__TÂCHES À RÉALISER__:
(a) Réécrivez sous forme de liste le paragraphe de l'article sur la rénovation écoénergétique qui commence par « Les programmes de rénovation écoénergétique sont de plus en plus populaires », sans en perdre les faits principaux.
(b) Rédigez la suite de l'article sur la rénovation écoénergétique, en reprenant après sa dernière phrase.

__PAGE__:
::::::

Fermer×
Habitation | Rubriques

Anarchie dans la rénovation écoénergétique

Par : Julie Barlow

Les programmes de rénovation écoénergétique sont de plus en plus populaires. Dans ce contexte, l’industrie de la rénovation doit être mieux encadrée et le gouvernement fédéral doit s’impliquer avec plus de constance.

Encourager les propriétaires de maison à consommer moins d’énergie contribuera certainement à aider le Canada à atteindre sa cible de réduction des émissions de gaz à effet de serre de 30 % d’ici 2030. Selon un sondage réalisé dans le cadre de l’étude Incitations aux rénovations écoénergétiques : risques et possibilités pour les consommateurs, du Conseil des consommateurs du Canada (CCC), ceux-ci sont plus disposés que jamais à y contribuer.

::::::

__MATÉRIEL FOURNI__:
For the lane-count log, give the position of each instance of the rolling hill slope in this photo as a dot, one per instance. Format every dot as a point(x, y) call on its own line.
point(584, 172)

::::::

__RÉPONSES__:
(a)
- Les programmes de rénovation écoénergétique gagnent en popularité.
- L'industrie de la rénovation doit être mieux encadrée.
- Le gouvernement fédéral doit s'impliquer avec plus de constance.

(b)
L’auteur de l’étude, Michael Lio, n’a pas été surpris de découvrir que 82 % des propriétaires ayant participé à des programmes de rénovation écoénergétique étaient satisfaits du résultat. La mise aux normes environnementales touche aussi bien les vieux électroménagers que les ampoules, mais également des travaux plus importants comme l’isolation ou le remplacement de la « fournaise », des fenêtres et des portes. Les programmes, qu’ils soient fédéraux, provinciaux ou municipaux, offrent nombre d’incitatifs : subventions, escomptes, remboursements, allègements fiscaux, taux d’intérêt peu élevés, crédit sur les factures d’énergie. Le sondage montre que la moitié des propriétaires ont déjà participé à un tel programme. « Si vous devez remplacer votre vieil appareil et que votre distributeur de gaz vous propose de l’argent pour installer un modèle à haut rendement au même prix qu’un modèle régulier, allez-vous refuser ? Bien sûr que non ! » dit Michael Lio, ingénieur et président de buildABILITY, une firme de consultants torontoise spécialisée en efficacité énergétique.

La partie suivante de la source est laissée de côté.